**TASK STATEMENT**
Could you format all of the material below as a numbered list, skipping any blank lines and leaving the pictures out?
......
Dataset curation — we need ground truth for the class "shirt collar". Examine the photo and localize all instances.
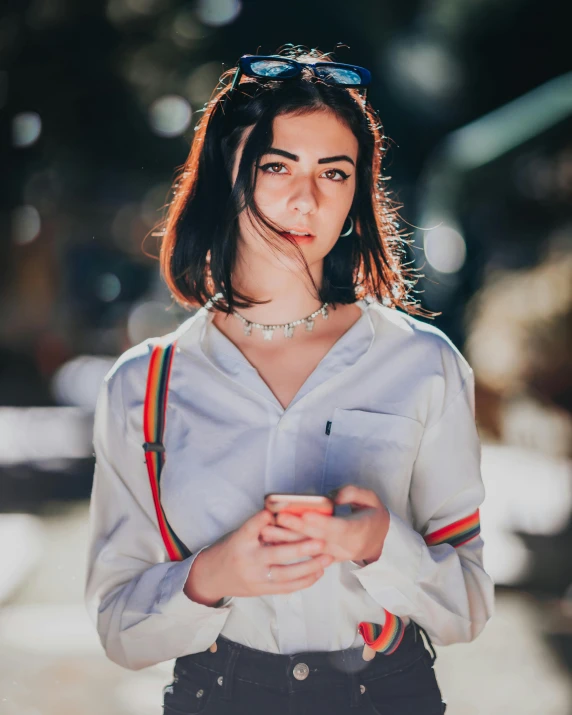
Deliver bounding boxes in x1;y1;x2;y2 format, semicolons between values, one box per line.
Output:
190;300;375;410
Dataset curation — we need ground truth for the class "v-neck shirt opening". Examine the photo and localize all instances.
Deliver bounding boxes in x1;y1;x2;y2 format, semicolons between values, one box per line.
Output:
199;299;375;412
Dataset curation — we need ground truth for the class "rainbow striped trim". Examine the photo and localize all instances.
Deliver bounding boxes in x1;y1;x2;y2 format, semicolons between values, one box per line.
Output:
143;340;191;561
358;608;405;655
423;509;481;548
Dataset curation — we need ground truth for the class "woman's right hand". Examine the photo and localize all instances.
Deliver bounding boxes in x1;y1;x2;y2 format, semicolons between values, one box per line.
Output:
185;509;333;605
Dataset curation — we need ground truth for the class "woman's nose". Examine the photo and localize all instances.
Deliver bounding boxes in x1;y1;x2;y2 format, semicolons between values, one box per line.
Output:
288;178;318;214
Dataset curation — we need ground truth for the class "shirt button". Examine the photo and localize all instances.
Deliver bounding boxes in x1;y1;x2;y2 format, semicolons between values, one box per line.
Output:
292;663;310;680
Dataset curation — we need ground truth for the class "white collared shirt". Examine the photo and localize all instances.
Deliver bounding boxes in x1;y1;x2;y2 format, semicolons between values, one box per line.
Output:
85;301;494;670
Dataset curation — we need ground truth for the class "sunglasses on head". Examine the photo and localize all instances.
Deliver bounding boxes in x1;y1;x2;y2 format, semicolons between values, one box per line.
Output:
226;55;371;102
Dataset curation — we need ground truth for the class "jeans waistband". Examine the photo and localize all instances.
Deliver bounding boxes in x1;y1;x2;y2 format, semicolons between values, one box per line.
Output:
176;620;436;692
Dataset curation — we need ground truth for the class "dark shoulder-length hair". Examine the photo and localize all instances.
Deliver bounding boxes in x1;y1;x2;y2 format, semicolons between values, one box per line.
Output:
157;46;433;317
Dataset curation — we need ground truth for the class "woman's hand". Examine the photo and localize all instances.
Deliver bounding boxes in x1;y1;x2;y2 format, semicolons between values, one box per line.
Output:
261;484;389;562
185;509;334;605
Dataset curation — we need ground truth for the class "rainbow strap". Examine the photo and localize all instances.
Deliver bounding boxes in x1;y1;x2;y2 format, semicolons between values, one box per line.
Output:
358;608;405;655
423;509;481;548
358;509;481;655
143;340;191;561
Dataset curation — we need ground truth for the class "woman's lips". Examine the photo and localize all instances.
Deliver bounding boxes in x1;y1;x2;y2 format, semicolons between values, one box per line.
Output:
......
**SOLUTION FOR THIS TASK**
1. Dataset curation — we need ground truth for the class "shirt collar". Examine the photo and localize all instances.
2. Deliver bounding boxes in x1;y1;x2;y2 format, semicolons between values, one box per line.
3. Output:
4. 190;300;375;410
5. Dataset curation — we need ground truth for the class "v-neck shirt opening". Examine the photo and localize all instances.
6. Deliver bounding boxes in x1;y1;x2;y2 format, semicolons between values, one box per line.
7. Output:
8. 199;299;375;412
9. Dataset curation — we need ground truth for the class "rainbow striped trim". Examine the photo and localize all instances.
10. Deliver bounding boxes in x1;y1;x2;y2 format, semicolons between values, one box per line.
11. Output:
12. 143;340;191;561
13. 358;608;405;655
14. 423;509;481;548
15. Dataset curation — we need ground truth for the class "woman's right hand". Examine the photo and localize all instances.
16. Deliver bounding boxes in x1;y1;x2;y2 format, semicolons between values, one box per line.
17. Output:
18. 185;509;333;605
19. Dataset curation — we need ground truth for the class "woman's nose". Examine the photo and localize all instances.
20. Deliver bounding boxes in x1;y1;x2;y2 format, semicolons between values, one box per line.
21. Output:
22. 288;178;318;214
23. Dataset curation — we need ground truth for the class "shirt button". Examine the photo and localize all instances.
24. Deliver bounding boxes in x1;y1;x2;y2 format, semicolons between values, one box per line.
25. Output:
26. 292;663;310;680
27. Dataset curation — we need ground truth for the class "white collared shirt". Examine the photo and localize all instances.
28. Deliver bounding boxes in x1;y1;x2;y2 format, semicolons between values, one box per line.
29. Output:
30. 85;301;494;670
31. Dataset curation — we need ground truth for the class "sunglasses on head". Examine the photo and localize all instances.
32. Deliver bounding boxes in x1;y1;x2;y2 format, semicolons between values, one box per line.
33. Output:
34. 226;55;371;102
35. Dataset curation — we need ground truth for the class "jeans waistband". Examine the photo and localize all instances.
36. Deliver bounding boxes in x1;y1;x2;y2 format, semicolons between values, one box per line.
37. Output:
38. 176;620;436;692
39. Dataset curation — we need ground truth for the class "dark shoulder-length hair". Examine the photo and localize all instances.
40. Deliver bounding boxes in x1;y1;x2;y2 format, semicolons between values, one box per line.
41. Output:
42. 157;46;433;317
43. Dataset curation — we need ground truth for the class "woman's hand". Examine the photo and localize all instances.
44. Deliver bounding boxes in x1;y1;x2;y2 format, semicolons between values, one box per line.
45. Output:
46. 261;484;389;562
47. 185;509;334;605
48. Dataset curation — we need ground truth for the class "rainbow strap". Examine the photo and localize all instances.
49. Deliver bounding boxes in x1;y1;x2;y2 format, semicolons between values, one box per line.
50. Output:
51. 358;608;405;655
52. 423;509;481;548
53. 358;509;481;655
54. 143;340;191;561
55. Dataset curation — we need ground truth for the class "woman's lips". Examine the photo and localize all instances.
56. Deliver bounding boxes in x1;y1;x2;y2 format, semicolons between values, one box per line.
57. Output:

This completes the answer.